(Entries from a point annotation set)
┌────────

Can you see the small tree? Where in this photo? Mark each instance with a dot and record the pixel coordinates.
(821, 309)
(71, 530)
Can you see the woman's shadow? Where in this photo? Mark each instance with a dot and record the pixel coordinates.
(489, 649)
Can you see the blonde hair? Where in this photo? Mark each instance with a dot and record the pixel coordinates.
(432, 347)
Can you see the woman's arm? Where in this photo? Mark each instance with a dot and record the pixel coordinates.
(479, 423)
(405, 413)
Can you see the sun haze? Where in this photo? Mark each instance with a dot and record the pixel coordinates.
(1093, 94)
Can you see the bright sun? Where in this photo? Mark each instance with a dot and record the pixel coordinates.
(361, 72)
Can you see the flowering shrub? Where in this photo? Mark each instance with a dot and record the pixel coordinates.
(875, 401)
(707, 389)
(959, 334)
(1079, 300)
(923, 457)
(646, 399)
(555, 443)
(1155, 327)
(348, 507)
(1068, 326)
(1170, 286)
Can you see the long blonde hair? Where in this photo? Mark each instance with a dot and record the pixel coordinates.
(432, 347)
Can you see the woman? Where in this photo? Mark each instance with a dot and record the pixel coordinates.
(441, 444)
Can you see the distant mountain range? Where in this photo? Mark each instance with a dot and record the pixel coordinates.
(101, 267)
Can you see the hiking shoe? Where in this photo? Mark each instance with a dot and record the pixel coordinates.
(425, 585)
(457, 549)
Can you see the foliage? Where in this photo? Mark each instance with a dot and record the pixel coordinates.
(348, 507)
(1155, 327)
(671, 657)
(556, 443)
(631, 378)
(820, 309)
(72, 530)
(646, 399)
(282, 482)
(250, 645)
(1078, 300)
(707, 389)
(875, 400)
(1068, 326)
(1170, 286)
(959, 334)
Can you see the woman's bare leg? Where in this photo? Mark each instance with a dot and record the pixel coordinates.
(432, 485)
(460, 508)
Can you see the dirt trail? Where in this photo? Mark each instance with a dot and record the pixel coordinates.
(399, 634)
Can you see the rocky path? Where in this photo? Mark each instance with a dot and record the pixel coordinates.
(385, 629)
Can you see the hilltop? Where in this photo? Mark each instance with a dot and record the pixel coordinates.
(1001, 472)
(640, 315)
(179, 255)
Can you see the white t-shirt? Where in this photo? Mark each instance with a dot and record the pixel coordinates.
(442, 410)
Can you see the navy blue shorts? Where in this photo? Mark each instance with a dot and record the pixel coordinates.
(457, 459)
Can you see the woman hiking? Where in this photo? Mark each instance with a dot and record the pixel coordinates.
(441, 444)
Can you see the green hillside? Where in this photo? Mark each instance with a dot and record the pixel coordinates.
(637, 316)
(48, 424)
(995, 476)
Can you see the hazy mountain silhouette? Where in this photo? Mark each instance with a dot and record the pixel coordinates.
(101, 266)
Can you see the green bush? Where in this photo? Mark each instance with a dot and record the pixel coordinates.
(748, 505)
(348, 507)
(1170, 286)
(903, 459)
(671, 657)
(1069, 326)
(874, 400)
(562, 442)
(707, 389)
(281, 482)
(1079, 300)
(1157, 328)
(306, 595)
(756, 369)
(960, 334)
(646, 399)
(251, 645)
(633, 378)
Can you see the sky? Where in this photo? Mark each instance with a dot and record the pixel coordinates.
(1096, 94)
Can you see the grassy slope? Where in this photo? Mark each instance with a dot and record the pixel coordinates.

└────────

--- PROBLEM DETAILS ---
Reproduce all of the lines above, substituting "image" for each occurrence of "photo" and leaving everything else unchanged.

--- SOLVED PROBLEM ---
Can you see the small tree? Where in this image? Mark each instance with a dot and record the pixel coordinates.
(821, 309)
(71, 530)
Can you see the woman's shadow? Where in this image? Mark each instance with a dot and record the pixel coordinates.
(489, 649)
Can you see the blonde hair? Where in this image? Mark each instance with a dot and record the pixel coordinates.
(432, 347)
Can you see the woman's arm? Where in this image? Mark each instance with a dot and record the pixel coordinates.
(479, 423)
(405, 413)
Can you see the sun haze? Where in this image? Mark each instance with a dot and record the pixel coordinates.
(1093, 94)
Can you see the bright sun? Where in this image? Mark each instance with a dot and record the pixel coordinates.
(361, 72)
Can you see the flowering shrub? Where in this image? Mark each instance with a dot and record the pixel coordinates.
(875, 401)
(707, 389)
(959, 334)
(1079, 300)
(923, 457)
(646, 399)
(555, 443)
(1155, 327)
(348, 507)
(1068, 326)
(1170, 286)
Can you see the long blonde hair? Where in this image? Mark each instance with a dot and record the pixel coordinates.
(432, 347)
Can you see the woman? Where in this image? Mark each instance with a dot and record the pixel coordinates.
(441, 444)
Can you see the distant mountain range? Where in this image? Mark each instance with a dot and record the pixel coordinates.
(101, 267)
Can you see the hiking shoe? Where in this image? Mark each instance with a dot and record the pixel coordinates.
(425, 585)
(457, 549)
Can you see the foliage? Where in this image? Mark each instance with a dot and record the pixel coordinates.
(348, 507)
(1155, 327)
(671, 657)
(556, 443)
(631, 378)
(820, 309)
(72, 530)
(646, 399)
(282, 482)
(250, 645)
(1078, 300)
(707, 389)
(875, 400)
(1068, 326)
(1170, 286)
(959, 334)
Can you see the woman's bare leg? Where in this image? Mark each instance with a dot and record the pixel coordinates.
(432, 485)
(460, 508)
Can you see the dirt trail? Where in this image? Mark each instance with a dot and record the pixel coordinates.
(399, 634)
Can you see the rocky path? Where in this image? Mark each instance with a dot and record the pixel coordinates.
(385, 629)
Can you see the hilltop? Where in this image? Mark each instance with a dot and record the pixel coordinates.
(1001, 472)
(640, 315)
(179, 255)
Can you see the white t-shirt? Where in this image? Mark each instance with a dot and record the pixel coordinates.
(442, 410)
Can you see the navy blue shorts? Where in this image? Mark each instance with a dot and record the pixel coordinates.
(457, 459)
Can you see the woman hiking? Where in this image? Mark each instance with a dot and record the pixel coordinates.
(441, 444)
Can you see the green hillside? Where in this image? Mark each instance with a dot and record the pixel coordinates.
(637, 316)
(48, 424)
(995, 476)
Can you see the hazy mountain silhouette? Where in this image? Mark each instance with a dot and record the pixel coordinates.
(101, 266)
Can you see the green bush? Where in this image? Mark each instance with a dot and record the pixel coordinates.
(748, 505)
(348, 507)
(1170, 286)
(903, 459)
(671, 657)
(1069, 326)
(874, 400)
(562, 442)
(707, 389)
(281, 482)
(1079, 300)
(1157, 328)
(306, 595)
(756, 369)
(960, 334)
(646, 399)
(251, 645)
(633, 378)
Can you see the sky? Where in this image? Mark each instance with a dot and record the pixel coordinates.
(1096, 94)
Can you see the grassy slope? Where in this image? Mark each instance with a dot and record the pixel coordinates.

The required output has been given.